### Dataset content
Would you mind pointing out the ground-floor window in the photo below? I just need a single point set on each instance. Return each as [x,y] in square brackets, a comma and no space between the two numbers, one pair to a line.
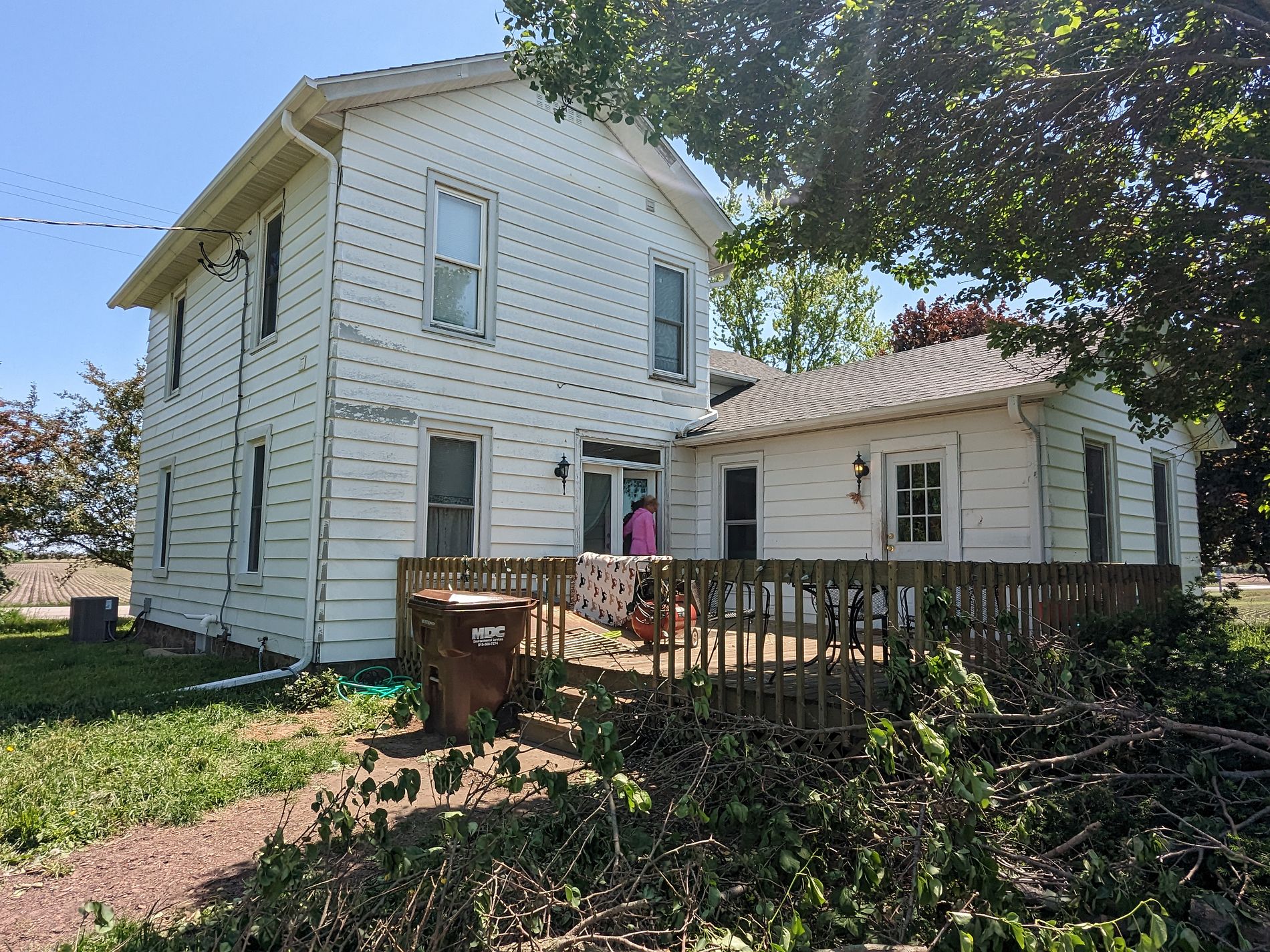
[1098,502]
[1162,506]
[741,512]
[453,486]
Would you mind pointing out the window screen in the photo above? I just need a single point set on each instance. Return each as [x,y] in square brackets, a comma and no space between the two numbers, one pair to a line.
[1164,524]
[178,343]
[918,503]
[1096,502]
[451,496]
[670,319]
[255,520]
[272,269]
[164,518]
[741,513]
[459,262]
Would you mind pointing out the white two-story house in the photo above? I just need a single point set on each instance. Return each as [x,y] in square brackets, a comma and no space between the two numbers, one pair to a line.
[417,315]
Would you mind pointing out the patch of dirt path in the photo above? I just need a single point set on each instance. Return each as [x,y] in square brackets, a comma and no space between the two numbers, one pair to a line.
[160,871]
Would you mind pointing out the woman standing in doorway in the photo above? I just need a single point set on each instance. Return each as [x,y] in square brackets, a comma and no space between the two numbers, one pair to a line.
[642,528]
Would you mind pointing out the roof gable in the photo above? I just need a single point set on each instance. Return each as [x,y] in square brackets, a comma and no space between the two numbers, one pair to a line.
[271,158]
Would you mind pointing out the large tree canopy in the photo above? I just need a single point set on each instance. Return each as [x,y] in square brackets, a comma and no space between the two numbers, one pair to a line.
[1113,159]
[797,315]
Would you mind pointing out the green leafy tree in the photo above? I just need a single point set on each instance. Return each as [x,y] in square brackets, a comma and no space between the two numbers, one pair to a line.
[69,476]
[1114,156]
[799,314]
[1235,496]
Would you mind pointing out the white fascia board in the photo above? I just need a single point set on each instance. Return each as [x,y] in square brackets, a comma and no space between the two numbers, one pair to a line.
[983,400]
[305,103]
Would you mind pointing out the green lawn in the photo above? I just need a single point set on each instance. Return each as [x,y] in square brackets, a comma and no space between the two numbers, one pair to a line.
[94,740]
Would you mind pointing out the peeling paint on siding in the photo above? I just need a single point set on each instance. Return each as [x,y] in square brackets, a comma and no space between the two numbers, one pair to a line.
[351,331]
[368,413]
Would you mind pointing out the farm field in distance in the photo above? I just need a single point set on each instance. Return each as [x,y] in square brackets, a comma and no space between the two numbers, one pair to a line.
[43,583]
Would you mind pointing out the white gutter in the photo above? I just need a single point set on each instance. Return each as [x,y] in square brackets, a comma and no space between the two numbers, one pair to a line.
[700,423]
[1014,406]
[982,400]
[322,383]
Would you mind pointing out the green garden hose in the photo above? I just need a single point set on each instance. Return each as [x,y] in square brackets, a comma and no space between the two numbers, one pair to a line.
[386,687]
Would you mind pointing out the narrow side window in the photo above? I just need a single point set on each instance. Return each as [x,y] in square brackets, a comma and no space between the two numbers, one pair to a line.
[1096,502]
[1162,506]
[163,520]
[271,266]
[178,343]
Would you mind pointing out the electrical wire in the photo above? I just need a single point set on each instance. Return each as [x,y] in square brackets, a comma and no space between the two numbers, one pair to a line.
[59,238]
[122,225]
[79,202]
[80,188]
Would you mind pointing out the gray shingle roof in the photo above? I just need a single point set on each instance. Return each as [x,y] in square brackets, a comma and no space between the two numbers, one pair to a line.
[738,365]
[958,368]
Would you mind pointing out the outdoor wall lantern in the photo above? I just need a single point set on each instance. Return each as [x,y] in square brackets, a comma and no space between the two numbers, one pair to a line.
[862,469]
[563,471]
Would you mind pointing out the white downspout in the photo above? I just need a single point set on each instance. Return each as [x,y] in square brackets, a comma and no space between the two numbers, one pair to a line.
[1014,406]
[322,383]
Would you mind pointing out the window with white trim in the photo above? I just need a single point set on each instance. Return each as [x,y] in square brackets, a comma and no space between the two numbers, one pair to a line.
[741,512]
[453,495]
[177,345]
[271,272]
[1162,509]
[461,258]
[1098,502]
[163,520]
[670,307]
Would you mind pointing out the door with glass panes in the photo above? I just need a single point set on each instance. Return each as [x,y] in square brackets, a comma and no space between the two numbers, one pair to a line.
[914,510]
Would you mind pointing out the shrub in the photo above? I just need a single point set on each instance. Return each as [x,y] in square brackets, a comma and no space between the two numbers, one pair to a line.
[309,691]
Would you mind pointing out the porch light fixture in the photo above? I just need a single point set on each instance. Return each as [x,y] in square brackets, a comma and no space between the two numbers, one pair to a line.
[862,470]
[561,471]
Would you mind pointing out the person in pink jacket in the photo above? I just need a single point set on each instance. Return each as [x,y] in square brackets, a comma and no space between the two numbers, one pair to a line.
[642,528]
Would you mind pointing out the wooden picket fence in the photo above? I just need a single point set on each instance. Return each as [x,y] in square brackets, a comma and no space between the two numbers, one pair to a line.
[798,641]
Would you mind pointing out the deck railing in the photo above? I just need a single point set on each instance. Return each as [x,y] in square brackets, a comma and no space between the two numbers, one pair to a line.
[799,641]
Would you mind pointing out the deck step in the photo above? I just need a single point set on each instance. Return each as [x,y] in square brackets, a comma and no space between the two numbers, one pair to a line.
[540,730]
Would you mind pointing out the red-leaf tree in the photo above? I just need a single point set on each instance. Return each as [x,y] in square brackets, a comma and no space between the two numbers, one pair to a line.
[921,324]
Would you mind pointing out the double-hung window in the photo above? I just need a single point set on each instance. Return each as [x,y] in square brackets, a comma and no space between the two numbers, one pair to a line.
[453,485]
[1162,508]
[741,512]
[1098,506]
[163,520]
[269,275]
[177,347]
[671,327]
[461,251]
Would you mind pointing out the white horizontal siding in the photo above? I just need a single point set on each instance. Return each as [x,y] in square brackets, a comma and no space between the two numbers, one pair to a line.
[807,480]
[195,430]
[572,338]
[1084,412]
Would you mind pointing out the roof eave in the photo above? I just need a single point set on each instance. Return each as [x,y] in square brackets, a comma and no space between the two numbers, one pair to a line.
[305,102]
[982,400]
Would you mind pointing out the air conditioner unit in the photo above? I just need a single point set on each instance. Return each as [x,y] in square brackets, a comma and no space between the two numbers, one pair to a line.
[93,619]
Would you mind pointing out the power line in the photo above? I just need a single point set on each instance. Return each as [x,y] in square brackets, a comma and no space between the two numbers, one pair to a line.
[122,225]
[56,204]
[74,241]
[80,188]
[79,202]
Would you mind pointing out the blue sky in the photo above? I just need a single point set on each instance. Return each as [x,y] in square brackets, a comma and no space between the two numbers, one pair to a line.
[144,103]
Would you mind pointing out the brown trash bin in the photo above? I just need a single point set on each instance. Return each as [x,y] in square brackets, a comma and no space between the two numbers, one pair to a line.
[468,641]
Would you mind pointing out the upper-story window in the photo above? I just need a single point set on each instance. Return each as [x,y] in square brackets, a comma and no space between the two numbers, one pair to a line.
[271,271]
[671,327]
[177,345]
[461,258]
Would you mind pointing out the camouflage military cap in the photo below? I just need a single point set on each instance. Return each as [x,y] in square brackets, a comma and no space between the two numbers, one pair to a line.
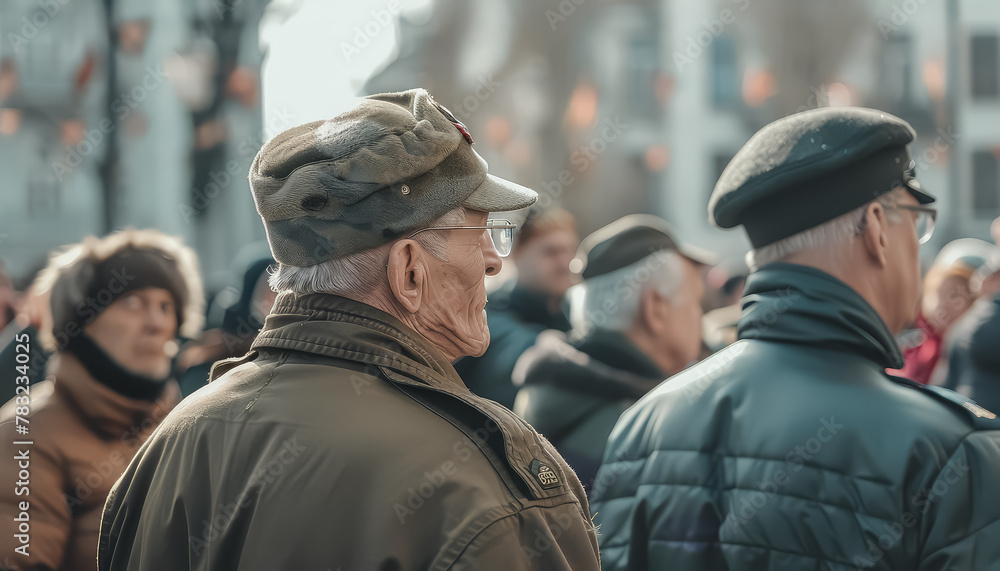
[391,165]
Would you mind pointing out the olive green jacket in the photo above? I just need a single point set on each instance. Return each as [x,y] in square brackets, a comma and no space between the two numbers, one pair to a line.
[343,440]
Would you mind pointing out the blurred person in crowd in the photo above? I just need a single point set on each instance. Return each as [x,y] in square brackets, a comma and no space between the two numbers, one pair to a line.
[117,306]
[241,323]
[946,296]
[636,321]
[792,448]
[522,308]
[719,325]
[973,353]
[9,298]
[33,315]
[348,402]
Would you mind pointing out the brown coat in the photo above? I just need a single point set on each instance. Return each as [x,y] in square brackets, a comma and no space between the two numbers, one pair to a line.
[83,435]
[344,440]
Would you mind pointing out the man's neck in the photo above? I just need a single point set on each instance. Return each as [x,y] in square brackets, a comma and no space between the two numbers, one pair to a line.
[857,276]
[384,301]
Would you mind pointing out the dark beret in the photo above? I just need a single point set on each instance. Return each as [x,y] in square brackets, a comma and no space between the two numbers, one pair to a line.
[811,167]
[628,240]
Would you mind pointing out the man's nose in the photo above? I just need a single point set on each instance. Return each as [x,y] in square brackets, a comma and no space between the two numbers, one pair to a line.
[493,260]
[159,319]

### Problem description
Locate the line containing "Would you mind pointing out the camouflage" in the material above, then repeat it and every later line exactly, with no pictures.

### Written solution
Would you mind pointing out the camouflage military cap in the photo below? I just need a single point set on each instance. Return each as [x,y] in square brackets, a comma and no space between the two numbers, one pair to a line.
[391,165]
Would you mind pointing out the olive green jacket in the photo above? I just need a single point set on each instance. Return each as [x,y] in square brackets, a comma and no space between the two numbers, one pair to a line.
[343,440]
Would you mind pointing out the blurred person in crowd in the photo above? I just need a single point set on each instance. Return each as [x,y] in square brackets, a comma and no space between the two numbers, one pair to a line.
[117,306]
[241,323]
[946,296]
[636,321]
[792,448]
[522,308]
[719,325]
[973,353]
[9,298]
[33,315]
[348,402]
Would you mind pointing out the brown coat in the photo above? I just need a single point set on each instance. Return each as [x,y] in square brackets, a comma and no space between the two numbers, one pair to a line.
[83,435]
[344,440]
Would you mind pointing out the man's neck in the photo above? I just need a single point set on each instance. Return each as [x,y] in square brackets, a comma and no space between the two numbers, one pair to a line.
[857,276]
[384,301]
Would you mind pointing out the dark beret in the photo above? I just need a single point set on each instance. Return each as [x,y] in square brackets, a comma and no space between the two numbers, one pair to a line.
[811,167]
[628,240]
Would you mind pointing out the man's nose in the photo above? I just need a single point set on each instance. Return each as [x,y] in square brackets, a comma and no space between the two numbers, one pair to a line.
[493,260]
[159,319]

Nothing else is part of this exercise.